[EXCERPT — start]

Hans G. Engel, MD, wrote about the amazing Valerie in September 1994. “When Val suffered, I visited repeatedly,” he writes, “and I remember dashing up the hospital stairs every time she ‘died.'” An early and frequent contributor to Cortlandt Forum, Dr. Engel is now retired and lives in Mission Hills, Calif.
Valerie was the sickest woman I ever cared for. She had been a New York hoofer in her teens and came out to Hollywood hoping to get into the movies. But all she did was marry a bit player and get TB. After four years in the sanitarium, she ended her career.
Arthur and Valerie squeaked by. They never became rich and they never worked again, but they kept themselves going by selling shares of valuable stock that Valerie's mother had left them.
Valerie's medical problems started in childhood with rheumatic fever; later, she came down with pernicious anemia, which resulted in combined system disease, a degeneration of the spinal cord, leaving her legs weak and unsteady. From then on, she spent most of her life on the sofa.
A failed pregnancy led to a hysterectomy. Soon after, Valerie developed severe psoriasis. Oral steroids seemed to work, but after three weeks of treatment, Valerie was vomiting blood.
But those were minor.
Valerie, who never weighed over 110 lb, suddenly started to vomit after meals and lose weight. After a diagnosis of linitis plastica, she had a gastrectomy and barely survived the blood loss. But after six pints of whole blood, she made a fine recovery. Transfusion hepatitis followed, then turned into chronic active hepatitis. Next came bouts with fevers, arthritis, and lupus erythematosus (LE).

[EXCERPT — finish]
[ENTRIES PROVIDED — start]

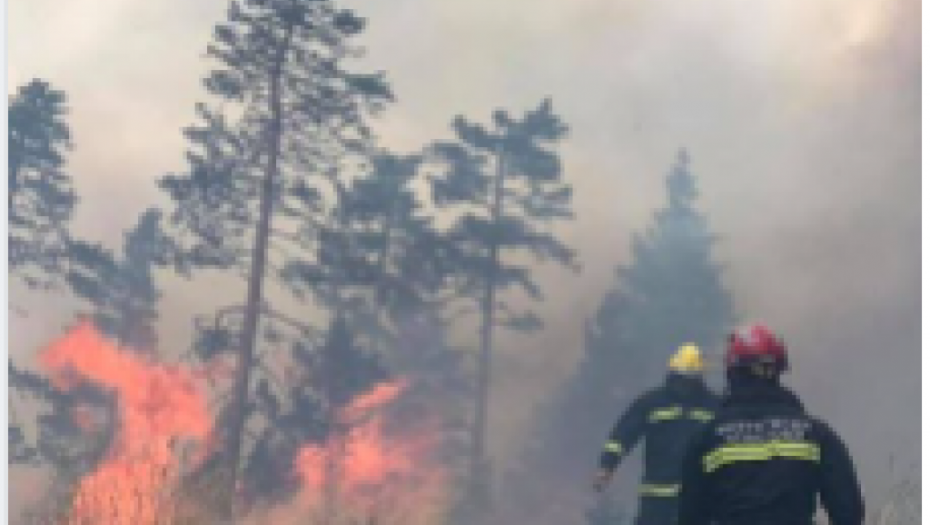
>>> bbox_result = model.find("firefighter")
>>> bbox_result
[679,325,864,525]
[594,343,717,525]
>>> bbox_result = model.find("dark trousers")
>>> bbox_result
[636,496,678,525]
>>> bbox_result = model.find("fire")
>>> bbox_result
[40,323,212,525]
[295,382,447,524]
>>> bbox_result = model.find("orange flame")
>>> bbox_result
[40,323,212,525]
[295,382,446,524]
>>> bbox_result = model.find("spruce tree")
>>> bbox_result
[508,152,735,513]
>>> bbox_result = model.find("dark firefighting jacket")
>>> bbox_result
[679,384,864,525]
[600,373,718,497]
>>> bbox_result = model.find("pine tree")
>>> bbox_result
[508,152,735,513]
[162,0,391,508]
[66,209,174,352]
[8,79,77,287]
[431,100,576,512]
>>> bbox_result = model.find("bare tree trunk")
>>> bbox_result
[225,27,293,520]
[469,139,506,514]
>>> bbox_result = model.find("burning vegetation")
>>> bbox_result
[20,323,449,525]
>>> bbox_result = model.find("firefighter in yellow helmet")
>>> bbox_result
[594,343,717,525]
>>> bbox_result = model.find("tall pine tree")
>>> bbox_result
[162,0,391,510]
[431,100,576,519]
[507,152,735,523]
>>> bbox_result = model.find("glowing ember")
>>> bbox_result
[40,324,212,525]
[295,382,447,524]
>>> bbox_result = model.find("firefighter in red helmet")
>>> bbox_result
[678,325,864,525]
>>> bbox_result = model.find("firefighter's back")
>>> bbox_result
[700,395,820,525]
[679,325,865,525]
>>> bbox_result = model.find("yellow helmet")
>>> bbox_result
[668,343,704,374]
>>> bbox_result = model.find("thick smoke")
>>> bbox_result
[8,0,920,510]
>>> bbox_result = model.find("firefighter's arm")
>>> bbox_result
[595,398,649,490]
[677,433,710,525]
[820,423,865,525]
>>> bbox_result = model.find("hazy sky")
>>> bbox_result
[9,0,920,508]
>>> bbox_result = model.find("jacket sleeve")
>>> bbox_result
[819,422,865,525]
[677,432,710,525]
[600,397,651,472]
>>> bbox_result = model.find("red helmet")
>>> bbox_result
[727,324,788,373]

[ENTRIES PROVIDED — finish]

STUDY QUESTIONS
1. Answer these questions using the account of Valerie's illnesses:
(a) What was Valerie in her teens?
(b) How did Arthur and Valerie keep themselves going?
(c) How many pints of whole blood did Valerie receive after her gastrectomy?
2. Extend the account of Valerie's illnesses with a few more paragraphs that pick up after its final sentence.

ANSWERS TO EACH TASK
1.
(a) She was a New York hoofer.
(b) They sold shares of valuable stock that Valerie's mother had left them.
(c) Six pints.

2.
Maybe it was the LE or her rheumatic heart, but she would go into congestive failure every so often. Twice-weekly injections of meralluride would clear the fluid, but soon renal function would deteriorate and urine output would almost come to a halt. It was a juggling act all the way.
And every so often, Valerie would die—of acute pulmonary edema, of blood loss—or she just would stop breathing for minutes to annoy us. After the first period of prolonged apnea, she developed seizures, which would recur unpredictably. Then there was the breast lump. Valerie and Arthur absolutely refused surgery. She was 74, had too many problems, and did not expect to live much longer.
At age 81, she came down with the flu, followed by pneumonia. It was an interesting film: classic pulmonary edema, tuberculous scarring, bronchopneumonia, and the silver dollar-sized coin lesion. Valerie survived the first night in the hospital. And the second. By the third day, she seemed better. On the sixth day, I wrote the discharge order.
Several hours later, I got a call. While waiting for Arthur to take her home, Valerie was found dead in bed. A postmortem exam revealed the cause of death: Valerie had choked to death on a breakfast roll.